#### 目標
一覧にある「every instance」をすべて「each instance」に改め、ほかは一切変えずに一覧全体を示せ。

### 与えられた情報 ###

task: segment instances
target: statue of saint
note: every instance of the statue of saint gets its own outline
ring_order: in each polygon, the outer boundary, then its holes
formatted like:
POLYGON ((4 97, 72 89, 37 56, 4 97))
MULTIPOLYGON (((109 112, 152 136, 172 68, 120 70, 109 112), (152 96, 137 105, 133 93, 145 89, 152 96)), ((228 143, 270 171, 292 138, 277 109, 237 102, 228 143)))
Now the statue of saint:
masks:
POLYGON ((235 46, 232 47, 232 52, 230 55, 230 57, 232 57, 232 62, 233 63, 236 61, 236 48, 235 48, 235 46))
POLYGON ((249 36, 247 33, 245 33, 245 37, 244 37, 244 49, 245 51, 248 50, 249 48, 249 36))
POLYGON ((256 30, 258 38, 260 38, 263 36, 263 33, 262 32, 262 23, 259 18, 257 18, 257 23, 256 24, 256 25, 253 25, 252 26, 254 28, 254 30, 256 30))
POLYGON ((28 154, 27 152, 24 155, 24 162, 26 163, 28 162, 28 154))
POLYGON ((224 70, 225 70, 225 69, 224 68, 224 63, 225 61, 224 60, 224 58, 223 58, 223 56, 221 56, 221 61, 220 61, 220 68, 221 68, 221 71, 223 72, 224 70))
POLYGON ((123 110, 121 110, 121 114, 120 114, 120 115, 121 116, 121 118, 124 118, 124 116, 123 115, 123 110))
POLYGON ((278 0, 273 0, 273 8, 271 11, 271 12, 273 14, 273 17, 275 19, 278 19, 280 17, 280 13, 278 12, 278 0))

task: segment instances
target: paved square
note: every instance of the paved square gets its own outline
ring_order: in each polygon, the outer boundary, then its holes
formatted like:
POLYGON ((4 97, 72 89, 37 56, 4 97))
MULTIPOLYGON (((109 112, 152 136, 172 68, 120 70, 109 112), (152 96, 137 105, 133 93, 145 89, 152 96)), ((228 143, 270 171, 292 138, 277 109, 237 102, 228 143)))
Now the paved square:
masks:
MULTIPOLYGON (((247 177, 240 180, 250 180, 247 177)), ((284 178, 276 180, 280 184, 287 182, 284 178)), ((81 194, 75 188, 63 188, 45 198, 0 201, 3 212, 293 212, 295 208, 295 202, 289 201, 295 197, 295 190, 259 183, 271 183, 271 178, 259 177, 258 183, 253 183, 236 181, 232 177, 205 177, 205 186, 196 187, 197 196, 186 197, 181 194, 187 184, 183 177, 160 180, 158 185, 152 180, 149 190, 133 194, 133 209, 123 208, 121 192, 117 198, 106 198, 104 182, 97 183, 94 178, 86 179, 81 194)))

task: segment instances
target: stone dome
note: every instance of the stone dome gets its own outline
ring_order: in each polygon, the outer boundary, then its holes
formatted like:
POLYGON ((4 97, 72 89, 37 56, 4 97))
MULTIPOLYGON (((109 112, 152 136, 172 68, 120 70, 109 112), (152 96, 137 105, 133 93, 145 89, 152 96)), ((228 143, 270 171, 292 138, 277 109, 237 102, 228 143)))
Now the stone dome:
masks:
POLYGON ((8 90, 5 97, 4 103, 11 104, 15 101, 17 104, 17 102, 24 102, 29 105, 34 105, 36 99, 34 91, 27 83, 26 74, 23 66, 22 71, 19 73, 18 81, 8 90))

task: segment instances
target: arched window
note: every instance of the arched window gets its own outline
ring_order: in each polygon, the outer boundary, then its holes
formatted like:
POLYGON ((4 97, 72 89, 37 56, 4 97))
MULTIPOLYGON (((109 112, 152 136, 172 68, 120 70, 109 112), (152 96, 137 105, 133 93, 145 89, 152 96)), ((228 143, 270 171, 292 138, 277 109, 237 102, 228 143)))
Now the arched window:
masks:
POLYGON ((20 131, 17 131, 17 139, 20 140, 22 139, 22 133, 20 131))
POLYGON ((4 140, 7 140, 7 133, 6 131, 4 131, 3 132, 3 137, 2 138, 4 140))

###

#### 正しい出力
task: segment instances
target: statue of saint
note: each instance of the statue of saint gets its own outline
ring_order: in each polygon, the outer boundary, then its holes
formatted like:
POLYGON ((4 97, 72 89, 37 56, 4 97))
MULTIPOLYGON (((109 112, 152 136, 172 68, 120 70, 109 112), (152 96, 137 105, 133 93, 145 89, 152 96)), ((228 143, 270 171, 292 138, 277 109, 237 102, 228 143)))
Now the statue of saint:
masks:
POLYGON ((235 46, 232 47, 232 52, 230 55, 230 57, 232 57, 232 62, 233 63, 236 61, 236 48, 235 48, 235 46))
POLYGON ((249 36, 247 33, 245 33, 245 37, 244 37, 244 49, 245 51, 248 50, 249 48, 249 36))
POLYGON ((256 30, 258 38, 260 38, 263 36, 263 33, 262 32, 262 23, 259 18, 257 18, 257 23, 256 24, 256 25, 253 25, 252 26, 254 28, 254 30, 256 30))
POLYGON ((28 154, 27 152, 24 155, 24 162, 26 163, 28 162, 28 154))
POLYGON ((224 70, 225 70, 225 69, 224 68, 224 63, 225 61, 224 60, 224 58, 223 58, 223 56, 221 56, 221 61, 220 61, 220 68, 221 68, 221 71, 223 72, 224 70))
POLYGON ((123 110, 121 110, 121 114, 120 114, 120 115, 121 116, 121 118, 124 118, 124 116, 123 115, 123 110))
POLYGON ((278 0, 273 0, 273 8, 271 11, 271 12, 273 14, 273 17, 275 19, 278 19, 280 17, 280 13, 278 12, 278 0))

task: segment instances
target: paved square
note: each instance of the paved square gets its own outline
ring_order: in each polygon, the outer boundary, then its holes
formatted like:
POLYGON ((4 97, 72 89, 37 56, 4 97))
MULTIPOLYGON (((109 112, 152 136, 172 68, 120 70, 109 112), (152 96, 137 105, 133 93, 145 89, 152 96)), ((228 143, 270 171, 292 138, 277 109, 237 102, 228 143)))
Now the paved square:
masks:
MULTIPOLYGON (((247 177, 240 180, 250 180, 247 177)), ((284 178, 276 180, 280 184, 287 182, 284 178)), ((81 194, 75 188, 63 188, 45 198, 0 201, 3 212, 293 212, 295 208, 295 202, 289 201, 295 197, 295 190, 259 183, 271 183, 271 178, 259 177, 258 183, 253 183, 236 181, 232 177, 205 177, 205 186, 196 187, 197 196, 186 197, 181 194, 187 184, 183 177, 160 180, 158 185, 152 180, 149 190, 133 194, 133 209, 123 208, 121 192, 117 198, 106 198, 104 182, 97 183, 94 178, 86 179, 81 194)))

task: segment instances
target: stone dome
note: each instance of the stone dome gets its own outline
ring_order: in each polygon, the outer boundary, then its holes
formatted like:
POLYGON ((4 97, 72 89, 37 56, 4 97))
MULTIPOLYGON (((109 112, 152 136, 172 68, 120 70, 109 112), (152 96, 137 105, 133 93, 145 89, 152 96)), ((228 143, 270 171, 292 138, 277 109, 237 102, 228 143)))
Now the stone dome:
masks:
POLYGON ((8 90, 5 97, 4 103, 11 104, 15 101, 17 104, 17 102, 24 102, 29 105, 34 105, 36 99, 34 91, 27 83, 26 74, 23 66, 22 71, 19 73, 18 81, 8 90))

task: segment instances
target: arched window
note: each instance of the arched window gets its own outline
ring_order: in each polygon, the outer boundary, then its holes
formatted like:
POLYGON ((4 97, 72 89, 37 56, 4 97))
MULTIPOLYGON (((109 112, 152 136, 172 68, 120 70, 109 112), (152 96, 137 105, 133 93, 145 89, 152 96)), ((228 143, 270 171, 292 138, 277 109, 237 102, 228 143)))
Now the arched window:
masks:
POLYGON ((20 131, 17 131, 17 139, 20 140, 22 139, 22 133, 20 131))
POLYGON ((4 140, 7 140, 7 133, 6 131, 4 131, 3 132, 3 137, 2 138, 4 140))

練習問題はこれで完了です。